→ Instructions for the task: In the text on orders of protection, transcribe word for word the passage starting with "What is a Restraining" and going on through "is an Order of Protection?".

→ Document text:
+ + + + + + +

What recourse does a person have when being harmed or threatened by another? In many cases, the courts are allowed to step in and offer protection and guidance. This can be triggered by filing for an Order of Protection that can prevent direct communication of one person with specified other in any form.

Order of Protection vs. Restraining Order

Commonly, the phrase Restraining Order is mentioned by characters on TV and movies, or by members of the general public, who feel as if they are in need of protection from another individual. In legal terms, these people are usually not in need of a Restraining Order, but instead, need an Order of Protection. It turns out there is a huge difference between a Restraining Order and an Order of Protection.

What is a Restraining Order?

Restraining Orders are typically issued in business matters. Individuals can be prohibited from carrying out a certain action by a court-issued Restraining Order. For example, an employee has been trusted with a list of clients. When this employee leaves their current employer, that employer can file for an order that restrains them from using the client list at their new job.

What is an Order of Protection?

When an individual seeks protection from another because they are fearful, they would need an Order of Protection issued by a court of law. An Order of Protection helps protect individuals from physical violence, threats of violence, and other forms of harassment or abuse.

An Order will only be issued if an individual is in fear of harm or has actually been harmed by the subject of the Order of Protection. Also, there are relationship requirements in order to get an Order of Protection. Individuals must be in, or have been in, a sexual or dating relationship or must be relatives by blood or marriage. Otherwise, the individual filing for protection must have proof of stalking by the subject of the order.

How to Apply for an Order of Protection

To apply for an Order of Protection an individual must start by visiting their local courthouse or by contacting an attorney. Paperwork requesting an Order of Protection must be filled out and submitted properly. Any mistakes on the Order could result in denial of the granting of an order of protection by the court. This is why it’s crucial you have a professional, like an attorney, fill out and file the paperwork for you.

There are two types of orders available: A “No Contact Order” that requires no contact of any kind be made by the subject of the order (the defendant), including direct and indirect communication. Indirect communication includes contact via letters, emails, social networks, etc. A “Social Contact Order” allows communication between the individual filing for the order (the petitioner) and the defendant, including cohabitation, but there can be no harm done to the individual nor can there be attempts to harm or threats of harm made.

What Are the Steps to Get an Order of Protection?

+ + + + + + +

→ Recorded data:
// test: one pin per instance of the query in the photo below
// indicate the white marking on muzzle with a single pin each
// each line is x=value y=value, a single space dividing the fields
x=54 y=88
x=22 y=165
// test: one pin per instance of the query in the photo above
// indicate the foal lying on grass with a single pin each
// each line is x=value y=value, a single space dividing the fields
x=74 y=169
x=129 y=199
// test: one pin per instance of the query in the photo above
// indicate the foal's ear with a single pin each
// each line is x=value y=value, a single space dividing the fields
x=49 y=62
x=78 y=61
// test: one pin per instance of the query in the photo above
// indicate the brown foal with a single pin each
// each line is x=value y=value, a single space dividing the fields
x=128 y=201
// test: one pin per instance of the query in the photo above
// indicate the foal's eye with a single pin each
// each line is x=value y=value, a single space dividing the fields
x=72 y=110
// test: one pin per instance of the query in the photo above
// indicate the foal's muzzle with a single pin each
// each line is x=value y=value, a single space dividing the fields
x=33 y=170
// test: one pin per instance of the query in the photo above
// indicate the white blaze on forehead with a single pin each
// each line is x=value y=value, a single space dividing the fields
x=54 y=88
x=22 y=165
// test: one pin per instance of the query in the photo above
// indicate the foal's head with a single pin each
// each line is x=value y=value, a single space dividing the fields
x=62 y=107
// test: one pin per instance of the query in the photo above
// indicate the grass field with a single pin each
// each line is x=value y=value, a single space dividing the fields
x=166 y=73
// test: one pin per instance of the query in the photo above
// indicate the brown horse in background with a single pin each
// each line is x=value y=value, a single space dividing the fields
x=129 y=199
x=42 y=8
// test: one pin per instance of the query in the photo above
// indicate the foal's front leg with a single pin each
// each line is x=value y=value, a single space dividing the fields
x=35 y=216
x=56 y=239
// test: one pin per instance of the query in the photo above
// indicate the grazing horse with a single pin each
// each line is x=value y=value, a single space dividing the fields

+ + + + + + +

→ The response:
What is a Restraining Order?

Restraining Orders are typically issued in business matters. Individuals can be prohibited from carrying out a certain action by a court-issued Restraining Order. For example, an employee has been trusted with a list of clients. When this employee leaves their current employer, that employer can file for an order that restrains them from using the client list at their new job.

What is an Order of Protection?